— start DATA —
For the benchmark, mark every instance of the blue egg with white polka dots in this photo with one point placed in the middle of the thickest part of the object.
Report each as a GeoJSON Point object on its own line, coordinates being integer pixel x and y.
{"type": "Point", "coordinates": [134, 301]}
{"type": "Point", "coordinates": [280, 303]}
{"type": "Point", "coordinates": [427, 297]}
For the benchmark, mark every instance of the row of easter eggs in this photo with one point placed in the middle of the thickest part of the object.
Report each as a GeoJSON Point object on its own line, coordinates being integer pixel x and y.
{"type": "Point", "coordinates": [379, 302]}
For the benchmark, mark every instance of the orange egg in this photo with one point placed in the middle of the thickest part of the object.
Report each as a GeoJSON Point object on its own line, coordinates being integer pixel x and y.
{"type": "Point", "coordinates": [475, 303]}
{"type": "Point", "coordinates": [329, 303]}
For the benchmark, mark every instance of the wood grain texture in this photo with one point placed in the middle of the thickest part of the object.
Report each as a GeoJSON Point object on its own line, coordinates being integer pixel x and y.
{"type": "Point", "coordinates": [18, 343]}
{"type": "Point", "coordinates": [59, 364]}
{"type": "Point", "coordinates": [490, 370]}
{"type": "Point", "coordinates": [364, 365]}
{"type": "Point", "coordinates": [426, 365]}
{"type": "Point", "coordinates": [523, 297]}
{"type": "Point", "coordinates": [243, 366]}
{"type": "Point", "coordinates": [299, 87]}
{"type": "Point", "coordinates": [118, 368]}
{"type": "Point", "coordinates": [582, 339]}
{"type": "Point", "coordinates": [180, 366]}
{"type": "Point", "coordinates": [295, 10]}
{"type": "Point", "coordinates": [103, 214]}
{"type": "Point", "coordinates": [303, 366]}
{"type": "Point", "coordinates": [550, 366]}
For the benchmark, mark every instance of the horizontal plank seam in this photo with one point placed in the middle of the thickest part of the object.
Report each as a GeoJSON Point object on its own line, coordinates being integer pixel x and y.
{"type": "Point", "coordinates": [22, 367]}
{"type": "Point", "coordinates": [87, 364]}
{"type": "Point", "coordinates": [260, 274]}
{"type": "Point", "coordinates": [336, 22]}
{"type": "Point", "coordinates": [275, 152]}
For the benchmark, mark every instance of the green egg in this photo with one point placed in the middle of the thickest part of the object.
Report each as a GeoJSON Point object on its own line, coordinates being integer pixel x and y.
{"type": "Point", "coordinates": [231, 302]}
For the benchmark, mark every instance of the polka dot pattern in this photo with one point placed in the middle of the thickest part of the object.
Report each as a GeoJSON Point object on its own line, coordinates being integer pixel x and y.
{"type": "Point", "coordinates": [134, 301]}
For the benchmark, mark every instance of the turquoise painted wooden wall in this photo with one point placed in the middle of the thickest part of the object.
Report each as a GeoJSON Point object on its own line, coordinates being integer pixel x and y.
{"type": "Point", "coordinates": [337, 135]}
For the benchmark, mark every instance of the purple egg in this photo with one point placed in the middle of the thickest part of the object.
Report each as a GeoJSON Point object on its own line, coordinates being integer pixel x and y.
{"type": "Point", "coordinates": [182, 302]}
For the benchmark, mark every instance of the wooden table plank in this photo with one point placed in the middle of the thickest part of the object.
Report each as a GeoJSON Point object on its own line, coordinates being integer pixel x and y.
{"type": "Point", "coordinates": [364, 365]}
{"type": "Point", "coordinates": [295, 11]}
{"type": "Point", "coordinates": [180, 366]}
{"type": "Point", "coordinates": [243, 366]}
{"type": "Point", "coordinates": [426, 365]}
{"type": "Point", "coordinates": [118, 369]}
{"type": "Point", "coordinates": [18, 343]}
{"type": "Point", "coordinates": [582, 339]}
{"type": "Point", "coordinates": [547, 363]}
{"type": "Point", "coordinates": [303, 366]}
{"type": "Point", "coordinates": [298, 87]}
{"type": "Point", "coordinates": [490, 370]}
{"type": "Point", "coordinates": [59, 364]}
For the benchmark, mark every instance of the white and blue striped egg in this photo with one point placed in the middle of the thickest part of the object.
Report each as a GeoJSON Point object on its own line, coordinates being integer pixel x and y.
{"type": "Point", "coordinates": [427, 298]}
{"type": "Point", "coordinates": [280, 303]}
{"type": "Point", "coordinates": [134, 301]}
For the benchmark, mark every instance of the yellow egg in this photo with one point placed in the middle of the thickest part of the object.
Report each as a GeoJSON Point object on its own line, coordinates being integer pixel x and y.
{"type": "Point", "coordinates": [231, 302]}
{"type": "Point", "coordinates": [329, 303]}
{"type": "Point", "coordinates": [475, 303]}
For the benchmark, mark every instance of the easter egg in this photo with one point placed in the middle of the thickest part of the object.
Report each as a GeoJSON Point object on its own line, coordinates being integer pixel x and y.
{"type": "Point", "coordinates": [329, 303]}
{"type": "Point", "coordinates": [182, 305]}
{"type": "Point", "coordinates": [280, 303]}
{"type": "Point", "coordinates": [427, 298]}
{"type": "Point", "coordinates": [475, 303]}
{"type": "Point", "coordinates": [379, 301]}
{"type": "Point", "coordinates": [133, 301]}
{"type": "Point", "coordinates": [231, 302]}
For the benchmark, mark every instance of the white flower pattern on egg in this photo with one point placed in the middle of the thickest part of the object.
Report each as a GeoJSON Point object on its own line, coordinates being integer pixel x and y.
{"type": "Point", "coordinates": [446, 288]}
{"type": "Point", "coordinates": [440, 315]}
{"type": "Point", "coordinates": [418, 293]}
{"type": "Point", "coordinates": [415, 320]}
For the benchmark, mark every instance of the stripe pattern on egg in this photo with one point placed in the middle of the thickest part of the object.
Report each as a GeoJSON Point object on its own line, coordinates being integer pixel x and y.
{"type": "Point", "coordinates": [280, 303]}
— end DATA —
**WORK TO DO:** Beginning at the line containing "For the benchmark, mark every instance of the white flower", repeat each line exactly through the last line of the entries, and include no other lines.

**WRITTEN ANSWER:**
For the benchmark, mark every instance of the white flower pattern on egg in this photo with one point placed in the middle of the thickest part of the object.
Report each as a GeoJSON Point object on its own line, coordinates being integer pixel x and y.
{"type": "Point", "coordinates": [446, 288]}
{"type": "Point", "coordinates": [440, 315]}
{"type": "Point", "coordinates": [418, 293]}
{"type": "Point", "coordinates": [415, 320]}
For the benchmark, mark every instance of the stripe pattern on egg in this photo with one point placed in the middle of the thickest part of the object.
Report each as a GeoJSON Point object on its own line, coordinates being integer pixel x and y.
{"type": "Point", "coordinates": [280, 303]}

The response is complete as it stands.